R provides several methods of testing the independence of the categorical variables. In my tutorial, I will show three tests such as the chi-square test of independence, the Fisher exact test, and the Cochran-Mantel–Haenszel test.
Chi-Square test is a statistical method used to determine if two categorical variables have a significant correlation between them. The two variables are selected from the same population. Furthermore, these variables are then categorised as Male/Female, True/False, etc.
chisq.test() is used to perform this operation. I will show an example with builtin data on
vcd package. You can always import data into R using CSV, Excel or SPSS data file. Also, we will see how to interpret the results of the Chi-square test.
Hypotheses of Chi-Square test
Null hypothesis – Assumes that there is no association between the two variables.
Alternative hypothesis – Assumes that there is an association between the two variables.
Let us see an example now.
To install vcd package use the command
install.packages("vcd"). Then use the following code to performs Chi-Square test in R for two different sets of variables and to understand when to accept and when to reject the hypothesis.

Required task 1:
Please revise the chi-square tutorial, giving everything from "Chi-Square test is" down to "an association between the two variables." with "variables" replaced by "factors".
The chi-square tutorial above has no connection to the entries that come after it.

Input rows:
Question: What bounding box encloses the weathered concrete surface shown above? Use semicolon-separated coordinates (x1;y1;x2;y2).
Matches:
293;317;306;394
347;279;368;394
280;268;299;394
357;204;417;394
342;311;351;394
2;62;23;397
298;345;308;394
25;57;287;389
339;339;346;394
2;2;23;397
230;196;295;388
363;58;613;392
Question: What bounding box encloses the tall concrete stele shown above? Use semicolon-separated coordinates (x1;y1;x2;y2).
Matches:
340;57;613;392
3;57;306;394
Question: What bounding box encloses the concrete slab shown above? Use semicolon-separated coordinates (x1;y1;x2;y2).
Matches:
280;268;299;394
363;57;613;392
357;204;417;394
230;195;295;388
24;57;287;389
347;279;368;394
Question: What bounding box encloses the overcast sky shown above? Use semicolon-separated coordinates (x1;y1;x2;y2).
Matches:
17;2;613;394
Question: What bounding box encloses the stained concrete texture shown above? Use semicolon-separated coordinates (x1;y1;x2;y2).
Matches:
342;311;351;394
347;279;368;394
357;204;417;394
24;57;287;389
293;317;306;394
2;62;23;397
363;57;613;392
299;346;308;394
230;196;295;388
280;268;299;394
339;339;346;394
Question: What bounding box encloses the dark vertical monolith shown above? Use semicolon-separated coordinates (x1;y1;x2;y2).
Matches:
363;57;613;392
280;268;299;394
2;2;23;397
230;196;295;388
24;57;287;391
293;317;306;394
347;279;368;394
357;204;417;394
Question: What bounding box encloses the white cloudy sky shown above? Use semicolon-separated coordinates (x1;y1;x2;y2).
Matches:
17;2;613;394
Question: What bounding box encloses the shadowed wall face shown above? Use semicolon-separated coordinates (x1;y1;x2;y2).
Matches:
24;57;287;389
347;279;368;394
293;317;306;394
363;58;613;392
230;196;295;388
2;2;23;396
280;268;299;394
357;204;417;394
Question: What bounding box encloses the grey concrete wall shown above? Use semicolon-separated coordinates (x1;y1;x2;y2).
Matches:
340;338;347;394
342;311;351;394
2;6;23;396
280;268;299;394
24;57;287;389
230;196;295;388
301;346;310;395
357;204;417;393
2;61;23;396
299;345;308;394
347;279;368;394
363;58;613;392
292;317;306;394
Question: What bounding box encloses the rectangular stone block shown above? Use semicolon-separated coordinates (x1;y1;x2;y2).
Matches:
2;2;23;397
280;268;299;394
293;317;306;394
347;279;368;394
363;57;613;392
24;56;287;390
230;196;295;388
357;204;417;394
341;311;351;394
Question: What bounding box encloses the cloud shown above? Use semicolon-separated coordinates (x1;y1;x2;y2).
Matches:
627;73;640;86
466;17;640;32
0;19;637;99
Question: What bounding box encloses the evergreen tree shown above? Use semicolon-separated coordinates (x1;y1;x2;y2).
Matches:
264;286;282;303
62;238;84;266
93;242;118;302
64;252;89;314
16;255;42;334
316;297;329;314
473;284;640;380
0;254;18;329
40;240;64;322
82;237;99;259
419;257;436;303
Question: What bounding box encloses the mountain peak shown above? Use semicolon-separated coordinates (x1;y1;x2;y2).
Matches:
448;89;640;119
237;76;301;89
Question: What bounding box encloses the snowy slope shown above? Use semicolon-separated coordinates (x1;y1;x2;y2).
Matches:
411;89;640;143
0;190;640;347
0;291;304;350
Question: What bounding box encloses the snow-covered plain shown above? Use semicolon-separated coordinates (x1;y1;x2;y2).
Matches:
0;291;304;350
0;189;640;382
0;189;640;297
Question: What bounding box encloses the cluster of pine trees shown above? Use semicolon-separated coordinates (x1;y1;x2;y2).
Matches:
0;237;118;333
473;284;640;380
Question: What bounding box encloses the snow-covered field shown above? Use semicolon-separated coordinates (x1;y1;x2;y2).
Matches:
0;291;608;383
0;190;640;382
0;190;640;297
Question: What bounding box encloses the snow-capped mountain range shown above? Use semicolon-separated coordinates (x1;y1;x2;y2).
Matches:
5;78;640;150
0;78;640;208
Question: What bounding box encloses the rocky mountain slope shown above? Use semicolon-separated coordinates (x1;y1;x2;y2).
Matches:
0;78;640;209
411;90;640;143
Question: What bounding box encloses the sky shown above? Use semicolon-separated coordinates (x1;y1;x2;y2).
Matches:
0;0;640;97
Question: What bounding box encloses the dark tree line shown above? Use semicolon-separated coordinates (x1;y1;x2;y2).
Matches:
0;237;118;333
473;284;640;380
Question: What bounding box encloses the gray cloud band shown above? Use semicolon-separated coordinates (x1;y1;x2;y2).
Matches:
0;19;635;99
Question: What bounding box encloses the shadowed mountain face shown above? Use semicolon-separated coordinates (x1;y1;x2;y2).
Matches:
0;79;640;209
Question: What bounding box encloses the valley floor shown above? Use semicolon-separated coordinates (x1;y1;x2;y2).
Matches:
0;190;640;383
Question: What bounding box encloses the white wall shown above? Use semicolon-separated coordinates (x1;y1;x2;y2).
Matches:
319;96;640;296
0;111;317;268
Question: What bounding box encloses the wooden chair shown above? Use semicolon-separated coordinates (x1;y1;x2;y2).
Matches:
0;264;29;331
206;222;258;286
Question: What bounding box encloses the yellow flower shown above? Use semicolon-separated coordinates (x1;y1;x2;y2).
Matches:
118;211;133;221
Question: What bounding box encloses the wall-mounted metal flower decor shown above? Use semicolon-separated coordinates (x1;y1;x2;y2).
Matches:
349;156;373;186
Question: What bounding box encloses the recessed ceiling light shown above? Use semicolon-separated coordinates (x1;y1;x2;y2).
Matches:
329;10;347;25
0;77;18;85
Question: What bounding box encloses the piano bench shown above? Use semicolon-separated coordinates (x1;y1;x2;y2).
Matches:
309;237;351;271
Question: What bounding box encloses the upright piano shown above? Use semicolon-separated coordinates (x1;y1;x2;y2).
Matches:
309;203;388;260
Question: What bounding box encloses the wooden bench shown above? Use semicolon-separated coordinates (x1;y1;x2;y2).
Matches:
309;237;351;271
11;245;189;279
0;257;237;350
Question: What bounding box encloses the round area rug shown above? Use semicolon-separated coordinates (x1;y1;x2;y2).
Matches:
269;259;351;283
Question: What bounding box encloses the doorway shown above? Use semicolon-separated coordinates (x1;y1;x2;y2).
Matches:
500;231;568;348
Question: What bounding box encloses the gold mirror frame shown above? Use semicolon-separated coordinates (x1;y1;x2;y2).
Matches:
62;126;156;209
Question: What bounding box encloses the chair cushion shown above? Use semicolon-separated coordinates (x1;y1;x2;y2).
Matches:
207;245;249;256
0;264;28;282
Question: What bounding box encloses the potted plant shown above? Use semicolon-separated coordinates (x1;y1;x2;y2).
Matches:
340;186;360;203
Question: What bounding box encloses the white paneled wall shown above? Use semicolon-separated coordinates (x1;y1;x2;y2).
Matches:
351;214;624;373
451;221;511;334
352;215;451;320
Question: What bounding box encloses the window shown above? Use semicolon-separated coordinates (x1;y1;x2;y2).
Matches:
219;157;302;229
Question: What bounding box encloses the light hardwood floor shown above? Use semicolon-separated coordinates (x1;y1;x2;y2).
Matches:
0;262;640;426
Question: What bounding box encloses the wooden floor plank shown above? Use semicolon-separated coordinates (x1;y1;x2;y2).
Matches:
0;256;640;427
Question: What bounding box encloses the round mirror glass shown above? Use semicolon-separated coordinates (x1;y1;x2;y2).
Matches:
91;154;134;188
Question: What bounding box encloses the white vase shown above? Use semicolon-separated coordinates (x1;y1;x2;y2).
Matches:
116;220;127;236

Required task 2:
Reproduce everything in the entries from the line containing "Question: What bounding box encloses the shadowed wall" down to the line containing "0;190;640;297", including both of those lines.

Full output 1:
Chi-Square test is a statistical method used to determine if two categorical factors have a significant correlation between them. The two factors are selected from the same population. Furthermore, these factors are then categorised as Male/Female, True/False, etc.
chisq.test() is used to perform this operation. I will show an example with builtin data on
vcd package. You can always import data into R using CSV, Excel or SPSS data file. Also, we will see how to interpret the results of the Chi-square test.
Hypotheses of Chi-Square test
Null hypothesis – Assumes that there is no association between the two factors.
Alternative hypothesis – Assumes that there is an association between the two factors.

Full output 2:
Question: What bounding box encloses the shadowed wall face shown above? Use semicolon-separated coordinates (x1;y1;x2;y2).
Matches:
24;57;287;389
347;279;368;394
293;317;306;394
363;58;613;392
230;196;295;388
2;2;23;396
280;268;299;394
357;204;417;394
Question: What bounding box encloses the grey concrete wall shown above? Use semicolon-separated coordinates (x1;y1;x2;y2).
Matches:
340;338;347;394
342;311;351;394
2;6;23;396
280;268;299;394
24;57;287;389
230;196;295;388
301;346;310;395
357;204;417;393
2;61;23;396
299;345;308;394
347;279;368;394
363;58;613;392
292;317;306;394
Question: What bounding box encloses the rectangular stone block shown above? Use semicolon-separated coordinates (x1;y1;x2;y2).
Matches:
2;2;23;397
280;268;299;394
293;317;306;394
347;279;368;394
363;57;613;392
24;56;287;390
230;196;295;388
357;204;417;394
341;311;351;394
Question: What bounding box encloses the cloud shown above? Use semicolon-separated coordinates (x1;y1;x2;y2).
Matches:
627;73;640;86
466;17;640;32
0;19;637;99
Question: What bounding box encloses the evergreen tree shown above? Use semicolon-separated coordinates (x1;y1;x2;y2).
Matches:
264;286;282;303
62;238;84;266
93;242;118;302
64;252;89;314
16;255;42;334
316;297;329;314
473;284;640;380
0;254;18;329
40;240;64;322
82;237;99;259
419;257;436;303
Question: What bounding box encloses the mountain peak shown above? Use semicolon-separated coordinates (x1;y1;x2;y2).
Matches:
448;89;640;119
237;76;301;89
Question: What bounding box encloses the snowy slope shown above? Use semicolon-separated coordinates (x1;y1;x2;y2).
Matches:
411;89;640;143
0;190;640;347
0;291;304;350
Question: What bounding box encloses the snow-covered plain shown above? Use semicolon-separated coordinates (x1;y1;x2;y2).
Matches:
0;291;304;350
0;189;640;382
0;189;640;297
Question: What bounding box encloses the cluster of pine trees shown above? Use semicolon-separated coordinates (x1;y1;x2;y2).
Matches:
0;237;118;333
473;284;640;380
Question: What bounding box encloses the snow-covered field shown above? Use semicolon-separated coordinates (x1;y1;x2;y2).
Matches:
0;291;608;383
0;190;640;382
0;190;640;297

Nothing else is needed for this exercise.